▶ [WHAT TO PRODUCE]:
Change every "simplified polygon" in the data below to "rough polygon" and give all the lines again with nothing else altered.

++++++

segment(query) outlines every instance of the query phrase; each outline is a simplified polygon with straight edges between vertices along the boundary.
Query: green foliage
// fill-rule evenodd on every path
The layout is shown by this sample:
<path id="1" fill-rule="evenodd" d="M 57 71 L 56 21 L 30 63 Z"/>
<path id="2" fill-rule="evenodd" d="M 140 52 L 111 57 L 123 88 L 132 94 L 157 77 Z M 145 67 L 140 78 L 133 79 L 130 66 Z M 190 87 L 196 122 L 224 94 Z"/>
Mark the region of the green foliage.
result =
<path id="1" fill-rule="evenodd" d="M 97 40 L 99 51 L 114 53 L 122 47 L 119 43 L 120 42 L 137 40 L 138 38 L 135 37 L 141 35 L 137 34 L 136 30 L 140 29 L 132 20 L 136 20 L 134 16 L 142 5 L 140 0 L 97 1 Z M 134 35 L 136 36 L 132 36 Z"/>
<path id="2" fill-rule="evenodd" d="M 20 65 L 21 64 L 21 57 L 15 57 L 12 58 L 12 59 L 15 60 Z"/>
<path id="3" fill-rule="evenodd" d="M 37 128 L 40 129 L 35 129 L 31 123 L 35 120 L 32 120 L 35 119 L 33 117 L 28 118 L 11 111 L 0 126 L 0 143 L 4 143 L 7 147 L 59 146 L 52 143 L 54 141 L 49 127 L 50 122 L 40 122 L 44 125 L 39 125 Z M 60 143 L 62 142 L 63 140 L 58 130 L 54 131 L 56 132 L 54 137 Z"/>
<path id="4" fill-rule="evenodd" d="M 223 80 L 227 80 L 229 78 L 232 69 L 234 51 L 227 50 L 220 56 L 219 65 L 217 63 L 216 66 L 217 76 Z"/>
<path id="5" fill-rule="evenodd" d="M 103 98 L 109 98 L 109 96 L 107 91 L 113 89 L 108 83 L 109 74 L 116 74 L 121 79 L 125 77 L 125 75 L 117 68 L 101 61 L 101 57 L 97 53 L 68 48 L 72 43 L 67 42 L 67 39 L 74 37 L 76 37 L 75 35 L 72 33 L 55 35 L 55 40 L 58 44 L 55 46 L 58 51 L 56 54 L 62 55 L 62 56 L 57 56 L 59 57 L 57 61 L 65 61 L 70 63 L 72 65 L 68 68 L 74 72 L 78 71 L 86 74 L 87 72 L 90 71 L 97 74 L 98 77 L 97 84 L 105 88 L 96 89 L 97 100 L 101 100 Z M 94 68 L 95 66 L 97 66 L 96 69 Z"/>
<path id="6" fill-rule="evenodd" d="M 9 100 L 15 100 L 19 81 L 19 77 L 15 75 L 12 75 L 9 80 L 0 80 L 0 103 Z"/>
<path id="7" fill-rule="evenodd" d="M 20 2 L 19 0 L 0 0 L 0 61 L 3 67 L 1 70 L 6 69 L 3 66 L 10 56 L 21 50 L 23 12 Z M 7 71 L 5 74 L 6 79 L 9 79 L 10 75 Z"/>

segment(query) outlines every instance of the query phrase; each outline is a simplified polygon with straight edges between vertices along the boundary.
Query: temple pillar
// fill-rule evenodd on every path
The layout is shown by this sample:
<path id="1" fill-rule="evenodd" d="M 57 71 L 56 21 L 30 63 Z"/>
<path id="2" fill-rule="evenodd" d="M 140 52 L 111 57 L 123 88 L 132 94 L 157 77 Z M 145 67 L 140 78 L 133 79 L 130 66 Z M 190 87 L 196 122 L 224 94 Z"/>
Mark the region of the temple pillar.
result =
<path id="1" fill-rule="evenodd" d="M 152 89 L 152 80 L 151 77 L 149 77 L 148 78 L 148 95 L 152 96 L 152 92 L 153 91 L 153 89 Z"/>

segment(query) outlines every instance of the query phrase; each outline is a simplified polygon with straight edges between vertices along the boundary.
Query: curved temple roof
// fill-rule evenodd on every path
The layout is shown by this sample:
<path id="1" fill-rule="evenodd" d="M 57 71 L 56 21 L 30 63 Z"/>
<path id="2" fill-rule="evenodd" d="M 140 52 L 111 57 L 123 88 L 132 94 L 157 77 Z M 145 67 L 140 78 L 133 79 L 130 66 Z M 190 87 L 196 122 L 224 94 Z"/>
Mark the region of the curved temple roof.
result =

++++++

▶ [REPLY]:
segment(query) outlines every instance of the query phrase; each outline is a rough polygon with straight edges between vertices along the boundary.
Query: green foliage
// fill-rule evenodd on every path
The layout is shown by this sample:
<path id="1" fill-rule="evenodd" d="M 57 71 L 56 21 L 30 63 Z"/>
<path id="2" fill-rule="evenodd" d="M 140 52 L 111 57 L 123 88 L 132 94 L 157 77 Z M 145 67 L 140 78 L 133 79 L 130 66 Z M 190 87 L 196 122 L 224 94 Z"/>
Mark the region of the green foliage.
result =
<path id="1" fill-rule="evenodd" d="M 97 40 L 99 51 L 114 53 L 122 47 L 119 43 L 120 42 L 137 40 L 138 38 L 135 37 L 141 35 L 137 34 L 136 30 L 140 29 L 132 20 L 136 20 L 134 16 L 142 5 L 140 0 L 97 1 Z M 134 35 L 136 36 L 132 36 Z"/>
<path id="2" fill-rule="evenodd" d="M 20 65 L 21 64 L 21 57 L 15 57 L 12 58 L 12 59 L 15 60 Z"/>
<path id="3" fill-rule="evenodd" d="M 37 128 L 40 129 L 35 129 L 31 123 L 35 120 L 32 120 L 35 119 L 33 117 L 28 118 L 11 111 L 0 126 L 0 143 L 4 143 L 7 147 L 59 146 L 52 143 L 54 141 L 49 127 L 50 122 L 40 122 L 44 125 L 39 125 Z M 60 143 L 62 142 L 63 140 L 58 130 L 54 131 L 56 132 L 54 137 Z"/>
<path id="4" fill-rule="evenodd" d="M 223 80 L 227 80 L 229 78 L 232 69 L 234 51 L 227 50 L 220 56 L 219 65 L 217 63 L 216 66 L 217 76 Z"/>
<path id="5" fill-rule="evenodd" d="M 103 98 L 109 98 L 109 96 L 107 91 L 113 89 L 108 83 L 109 74 L 116 74 L 121 79 L 125 77 L 125 75 L 117 68 L 101 61 L 101 57 L 97 53 L 68 48 L 72 43 L 67 42 L 67 39 L 74 37 L 76 37 L 75 35 L 72 33 L 55 35 L 55 40 L 58 44 L 55 46 L 58 51 L 56 54 L 62 55 L 62 56 L 57 56 L 59 57 L 57 61 L 65 61 L 70 63 L 72 65 L 68 68 L 74 72 L 78 71 L 86 74 L 87 72 L 90 71 L 97 74 L 98 77 L 97 84 L 105 88 L 96 89 L 97 100 L 101 100 Z M 94 68 L 95 66 L 97 66 L 96 69 Z"/>
<path id="6" fill-rule="evenodd" d="M 9 100 L 15 100 L 19 81 L 19 77 L 15 75 L 12 75 L 9 80 L 0 80 L 0 103 Z"/>
<path id="7" fill-rule="evenodd" d="M 20 2 L 19 0 L 0 0 L 0 61 L 3 67 L 1 70 L 6 69 L 3 66 L 10 56 L 21 50 L 23 12 Z M 7 71 L 5 74 L 6 79 L 9 79 L 10 75 Z"/>

segment(query) outlines every instance of the query phrase; each outline is a rough polygon with straight edges between vertices along the boundary.
Query: temple pillar
// fill-rule evenodd on every path
The layout is shown by this sample:
<path id="1" fill-rule="evenodd" d="M 57 71 L 56 21 L 30 63 Z"/>
<path id="2" fill-rule="evenodd" d="M 140 52 L 111 57 L 123 88 L 132 94 L 157 77 Z M 145 67 L 140 78 L 133 79 L 130 66 Z M 190 87 L 196 122 L 224 94 Z"/>
Mark the region of the temple pillar.
result =
<path id="1" fill-rule="evenodd" d="M 152 89 L 152 80 L 151 77 L 149 77 L 148 78 L 148 95 L 152 96 L 152 92 L 153 91 L 153 89 Z"/>

segment(query) outlines every instance of the query phrase; each outline is a rough polygon with straight edges between vertices along the boundary.
Query: curved temple roof
// fill-rule evenodd on every path
The layout is shown by this sample:
<path id="1" fill-rule="evenodd" d="M 57 71 L 56 21 L 30 63 Z"/>
<path id="2" fill-rule="evenodd" d="M 140 52 L 111 57 L 123 88 L 132 94 L 157 77 Z M 145 67 L 140 78 L 133 79 L 130 66 Z M 190 87 L 196 122 L 224 94 Z"/>
Mark the region of the curved temple roof.
result =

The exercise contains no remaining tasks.